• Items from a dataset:
[BEGIN]
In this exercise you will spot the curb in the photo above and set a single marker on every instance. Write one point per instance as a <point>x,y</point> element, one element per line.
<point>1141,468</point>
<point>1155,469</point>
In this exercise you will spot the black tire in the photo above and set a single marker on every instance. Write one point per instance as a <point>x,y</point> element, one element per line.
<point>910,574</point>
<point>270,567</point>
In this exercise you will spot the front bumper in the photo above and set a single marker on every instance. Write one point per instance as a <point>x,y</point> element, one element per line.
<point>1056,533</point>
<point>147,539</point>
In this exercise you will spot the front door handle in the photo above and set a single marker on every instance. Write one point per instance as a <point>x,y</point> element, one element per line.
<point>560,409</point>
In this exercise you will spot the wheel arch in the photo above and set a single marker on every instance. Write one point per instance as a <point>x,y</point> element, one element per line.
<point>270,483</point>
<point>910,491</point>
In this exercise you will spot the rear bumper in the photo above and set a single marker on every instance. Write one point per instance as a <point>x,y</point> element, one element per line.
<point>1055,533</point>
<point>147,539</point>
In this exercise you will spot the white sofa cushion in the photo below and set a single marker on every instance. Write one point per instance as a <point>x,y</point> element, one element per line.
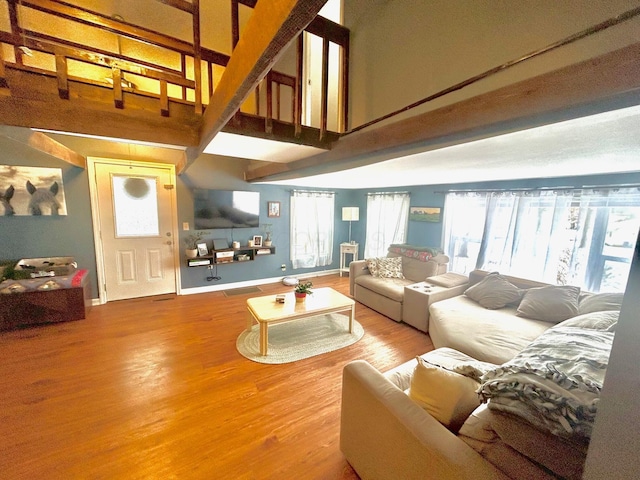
<point>448,396</point>
<point>494,291</point>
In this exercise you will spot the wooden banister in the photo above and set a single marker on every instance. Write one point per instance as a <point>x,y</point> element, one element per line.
<point>190,90</point>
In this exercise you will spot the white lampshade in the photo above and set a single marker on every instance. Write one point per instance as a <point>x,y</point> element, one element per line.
<point>350,214</point>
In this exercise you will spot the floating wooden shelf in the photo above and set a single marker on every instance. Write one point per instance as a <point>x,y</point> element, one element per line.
<point>230,255</point>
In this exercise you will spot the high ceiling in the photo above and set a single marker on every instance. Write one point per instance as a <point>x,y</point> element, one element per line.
<point>597,144</point>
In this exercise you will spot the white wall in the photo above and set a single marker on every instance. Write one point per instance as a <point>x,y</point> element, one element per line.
<point>405,50</point>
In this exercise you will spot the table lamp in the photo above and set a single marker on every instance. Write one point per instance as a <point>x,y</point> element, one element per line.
<point>350,214</point>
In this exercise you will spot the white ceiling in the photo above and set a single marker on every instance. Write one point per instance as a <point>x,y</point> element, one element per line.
<point>604,143</point>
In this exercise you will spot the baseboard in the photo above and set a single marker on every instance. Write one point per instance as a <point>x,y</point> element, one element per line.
<point>252,283</point>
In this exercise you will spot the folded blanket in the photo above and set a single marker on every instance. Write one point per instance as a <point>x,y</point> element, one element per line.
<point>555,382</point>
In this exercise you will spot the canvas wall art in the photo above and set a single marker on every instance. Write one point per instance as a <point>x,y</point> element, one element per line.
<point>425,214</point>
<point>31,191</point>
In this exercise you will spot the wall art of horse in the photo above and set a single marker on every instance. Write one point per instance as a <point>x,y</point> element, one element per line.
<point>5,201</point>
<point>42,197</point>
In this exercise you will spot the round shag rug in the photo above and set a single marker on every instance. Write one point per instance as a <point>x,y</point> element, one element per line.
<point>299,339</point>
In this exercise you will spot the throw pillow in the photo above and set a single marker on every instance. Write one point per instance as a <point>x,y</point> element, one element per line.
<point>494,291</point>
<point>599,302</point>
<point>447,396</point>
<point>550,304</point>
<point>448,280</point>
<point>372,265</point>
<point>388,268</point>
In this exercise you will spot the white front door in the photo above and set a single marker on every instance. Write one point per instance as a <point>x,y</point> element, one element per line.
<point>135,205</point>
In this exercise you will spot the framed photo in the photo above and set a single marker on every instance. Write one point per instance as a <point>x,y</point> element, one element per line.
<point>202,249</point>
<point>425,214</point>
<point>273,209</point>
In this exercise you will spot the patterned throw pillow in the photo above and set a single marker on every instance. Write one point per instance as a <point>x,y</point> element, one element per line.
<point>389,268</point>
<point>550,304</point>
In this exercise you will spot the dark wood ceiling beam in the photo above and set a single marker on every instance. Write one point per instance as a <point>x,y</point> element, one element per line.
<point>4,86</point>
<point>269,29</point>
<point>40,142</point>
<point>181,5</point>
<point>529,103</point>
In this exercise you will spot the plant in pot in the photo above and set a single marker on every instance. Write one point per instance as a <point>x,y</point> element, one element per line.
<point>302,290</point>
<point>191,244</point>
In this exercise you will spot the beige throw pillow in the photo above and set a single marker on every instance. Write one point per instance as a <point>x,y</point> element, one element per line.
<point>384,267</point>
<point>447,396</point>
<point>493,292</point>
<point>550,304</point>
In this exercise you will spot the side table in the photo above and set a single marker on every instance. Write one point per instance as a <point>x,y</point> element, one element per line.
<point>418,297</point>
<point>346,249</point>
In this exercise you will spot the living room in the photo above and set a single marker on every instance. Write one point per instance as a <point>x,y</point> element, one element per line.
<point>73,234</point>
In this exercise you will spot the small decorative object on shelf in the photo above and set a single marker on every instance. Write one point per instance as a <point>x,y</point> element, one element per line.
<point>191,244</point>
<point>273,209</point>
<point>302,290</point>
<point>267,234</point>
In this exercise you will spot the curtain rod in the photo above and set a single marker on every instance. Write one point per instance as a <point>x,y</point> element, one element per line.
<point>387,193</point>
<point>613,21</point>
<point>537,189</point>
<point>312,191</point>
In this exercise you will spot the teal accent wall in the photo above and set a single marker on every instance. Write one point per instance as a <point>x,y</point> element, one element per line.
<point>72,235</point>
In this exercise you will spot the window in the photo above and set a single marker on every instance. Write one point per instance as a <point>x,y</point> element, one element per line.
<point>135,206</point>
<point>577,237</point>
<point>387,221</point>
<point>312,218</point>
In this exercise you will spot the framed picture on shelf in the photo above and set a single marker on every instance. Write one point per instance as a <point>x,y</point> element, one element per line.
<point>202,249</point>
<point>425,214</point>
<point>273,209</point>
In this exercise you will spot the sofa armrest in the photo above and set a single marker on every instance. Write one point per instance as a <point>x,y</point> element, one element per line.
<point>356,268</point>
<point>384,434</point>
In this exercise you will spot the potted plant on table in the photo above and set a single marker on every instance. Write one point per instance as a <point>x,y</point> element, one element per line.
<point>191,244</point>
<point>302,290</point>
<point>267,234</point>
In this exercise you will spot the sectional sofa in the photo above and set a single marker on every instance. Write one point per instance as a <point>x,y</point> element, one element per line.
<point>503,396</point>
<point>381,283</point>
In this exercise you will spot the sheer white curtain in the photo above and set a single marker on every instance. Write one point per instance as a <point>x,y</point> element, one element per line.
<point>312,219</point>
<point>578,237</point>
<point>525,233</point>
<point>387,221</point>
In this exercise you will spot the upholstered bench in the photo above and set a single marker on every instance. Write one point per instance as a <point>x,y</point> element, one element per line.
<point>44,300</point>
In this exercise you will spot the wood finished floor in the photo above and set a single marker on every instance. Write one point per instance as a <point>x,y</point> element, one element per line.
<point>154,388</point>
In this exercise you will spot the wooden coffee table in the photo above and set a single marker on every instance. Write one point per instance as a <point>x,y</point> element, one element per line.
<point>267,312</point>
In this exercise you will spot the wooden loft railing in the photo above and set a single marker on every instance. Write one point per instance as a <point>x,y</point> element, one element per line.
<point>153,64</point>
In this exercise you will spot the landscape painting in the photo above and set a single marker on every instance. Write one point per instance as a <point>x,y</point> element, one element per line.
<point>31,191</point>
<point>425,214</point>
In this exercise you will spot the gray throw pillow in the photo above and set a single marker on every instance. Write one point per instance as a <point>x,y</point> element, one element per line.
<point>550,304</point>
<point>494,291</point>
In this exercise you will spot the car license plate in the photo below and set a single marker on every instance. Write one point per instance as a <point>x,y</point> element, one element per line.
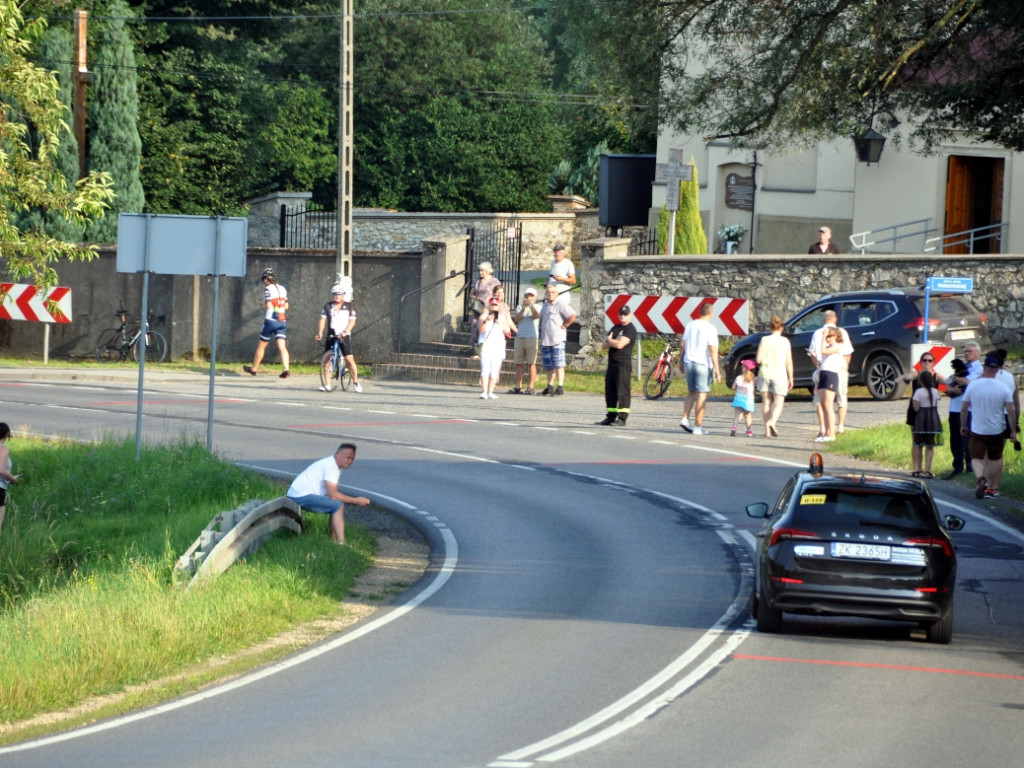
<point>860,551</point>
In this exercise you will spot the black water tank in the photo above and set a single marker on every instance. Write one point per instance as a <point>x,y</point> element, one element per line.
<point>626,181</point>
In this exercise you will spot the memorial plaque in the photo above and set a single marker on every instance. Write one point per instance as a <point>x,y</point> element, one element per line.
<point>739,192</point>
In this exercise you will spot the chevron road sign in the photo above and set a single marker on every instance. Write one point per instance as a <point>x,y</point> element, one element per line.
<point>669,314</point>
<point>26,302</point>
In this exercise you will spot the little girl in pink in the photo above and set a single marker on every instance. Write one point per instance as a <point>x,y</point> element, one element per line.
<point>742,401</point>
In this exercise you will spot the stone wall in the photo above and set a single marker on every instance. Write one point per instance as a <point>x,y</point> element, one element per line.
<point>785,284</point>
<point>390,230</point>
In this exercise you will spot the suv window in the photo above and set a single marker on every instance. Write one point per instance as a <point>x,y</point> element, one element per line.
<point>856,313</point>
<point>812,321</point>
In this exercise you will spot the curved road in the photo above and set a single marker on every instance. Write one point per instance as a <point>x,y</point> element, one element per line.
<point>586,607</point>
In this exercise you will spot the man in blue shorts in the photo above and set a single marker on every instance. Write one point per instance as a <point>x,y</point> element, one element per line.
<point>556,316</point>
<point>316,489</point>
<point>698,360</point>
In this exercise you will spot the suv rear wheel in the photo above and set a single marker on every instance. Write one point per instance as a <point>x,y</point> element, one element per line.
<point>883,378</point>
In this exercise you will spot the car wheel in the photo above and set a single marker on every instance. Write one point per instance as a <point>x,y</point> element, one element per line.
<point>883,378</point>
<point>769,620</point>
<point>942,631</point>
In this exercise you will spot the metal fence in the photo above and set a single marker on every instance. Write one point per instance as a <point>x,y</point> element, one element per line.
<point>502,246</point>
<point>308,227</point>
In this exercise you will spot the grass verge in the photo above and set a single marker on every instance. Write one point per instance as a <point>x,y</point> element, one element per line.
<point>89,604</point>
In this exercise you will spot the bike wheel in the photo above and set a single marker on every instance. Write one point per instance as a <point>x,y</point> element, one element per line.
<point>109,346</point>
<point>328,378</point>
<point>657,380</point>
<point>156,349</point>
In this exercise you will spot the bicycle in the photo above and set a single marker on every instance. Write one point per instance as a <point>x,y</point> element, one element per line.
<point>334,372</point>
<point>659,377</point>
<point>114,343</point>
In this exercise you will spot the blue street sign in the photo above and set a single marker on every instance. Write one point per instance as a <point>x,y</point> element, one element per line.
<point>950,285</point>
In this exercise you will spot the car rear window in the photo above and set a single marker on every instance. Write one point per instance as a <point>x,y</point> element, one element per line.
<point>814,506</point>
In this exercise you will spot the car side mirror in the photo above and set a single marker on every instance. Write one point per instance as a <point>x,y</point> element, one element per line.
<point>761,510</point>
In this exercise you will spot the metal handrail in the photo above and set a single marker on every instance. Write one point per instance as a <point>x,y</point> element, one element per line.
<point>863,245</point>
<point>454,273</point>
<point>968,237</point>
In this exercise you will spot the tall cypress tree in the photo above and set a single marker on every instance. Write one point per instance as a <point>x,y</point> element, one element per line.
<point>114,142</point>
<point>55,54</point>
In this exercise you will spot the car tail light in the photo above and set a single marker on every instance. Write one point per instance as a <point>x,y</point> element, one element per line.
<point>783,534</point>
<point>928,541</point>
<point>919,325</point>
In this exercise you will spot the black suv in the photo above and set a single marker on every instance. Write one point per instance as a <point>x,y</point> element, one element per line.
<point>853,544</point>
<point>882,325</point>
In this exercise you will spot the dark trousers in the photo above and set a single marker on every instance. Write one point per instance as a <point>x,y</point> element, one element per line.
<point>960,446</point>
<point>616,388</point>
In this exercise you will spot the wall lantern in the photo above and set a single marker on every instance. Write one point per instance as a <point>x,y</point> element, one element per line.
<point>869,145</point>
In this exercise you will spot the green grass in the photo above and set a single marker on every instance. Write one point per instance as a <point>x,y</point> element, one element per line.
<point>89,603</point>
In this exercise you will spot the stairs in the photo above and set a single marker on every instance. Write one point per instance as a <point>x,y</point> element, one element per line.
<point>450,363</point>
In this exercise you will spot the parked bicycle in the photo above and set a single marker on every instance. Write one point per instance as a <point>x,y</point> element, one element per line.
<point>334,372</point>
<point>659,377</point>
<point>114,344</point>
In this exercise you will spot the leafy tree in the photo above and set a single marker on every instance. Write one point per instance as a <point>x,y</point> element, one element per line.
<point>764,73</point>
<point>32,118</point>
<point>115,145</point>
<point>54,52</point>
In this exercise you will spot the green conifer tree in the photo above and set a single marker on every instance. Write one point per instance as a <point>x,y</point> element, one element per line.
<point>690,237</point>
<point>114,141</point>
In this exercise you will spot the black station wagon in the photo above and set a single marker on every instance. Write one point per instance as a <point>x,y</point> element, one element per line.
<point>849,543</point>
<point>883,326</point>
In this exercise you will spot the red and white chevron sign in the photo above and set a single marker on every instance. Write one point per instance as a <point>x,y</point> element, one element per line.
<point>26,302</point>
<point>669,314</point>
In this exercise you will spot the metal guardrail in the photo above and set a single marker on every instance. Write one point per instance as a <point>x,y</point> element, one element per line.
<point>230,536</point>
<point>859,240</point>
<point>969,238</point>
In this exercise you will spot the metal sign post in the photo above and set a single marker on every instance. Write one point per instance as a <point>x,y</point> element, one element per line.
<point>942,285</point>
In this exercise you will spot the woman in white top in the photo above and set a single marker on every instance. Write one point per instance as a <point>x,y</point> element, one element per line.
<point>775,360</point>
<point>832,364</point>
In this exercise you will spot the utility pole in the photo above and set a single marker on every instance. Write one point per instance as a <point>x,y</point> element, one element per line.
<point>345,143</point>
<point>80,77</point>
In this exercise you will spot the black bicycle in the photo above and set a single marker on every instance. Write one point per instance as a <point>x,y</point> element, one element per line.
[END]
• PROBLEM TO SOLVE:
Every line from the one containing "In this exercise you will spot the woman" through the end of the entries above must be echoed exactly, with both ends kept.

• COMPLETED EXERCISE:
In this exercise you will spot the woman in white top in the photo above and set a single marker on every instance. Write one point per instance as a <point>x,y</point> element, one element per line.
<point>775,360</point>
<point>832,364</point>
In this exercise you will spot the utility pole in the photo above and set a single marker on every instance. Write one point per instance as a <point>x,y</point> element, one element per line.
<point>345,143</point>
<point>80,77</point>
In this exercise you will spot the black bicycle in the photo above and set a single marker on every instance. Write one point per instance as a <point>x,y</point> element, one element per line.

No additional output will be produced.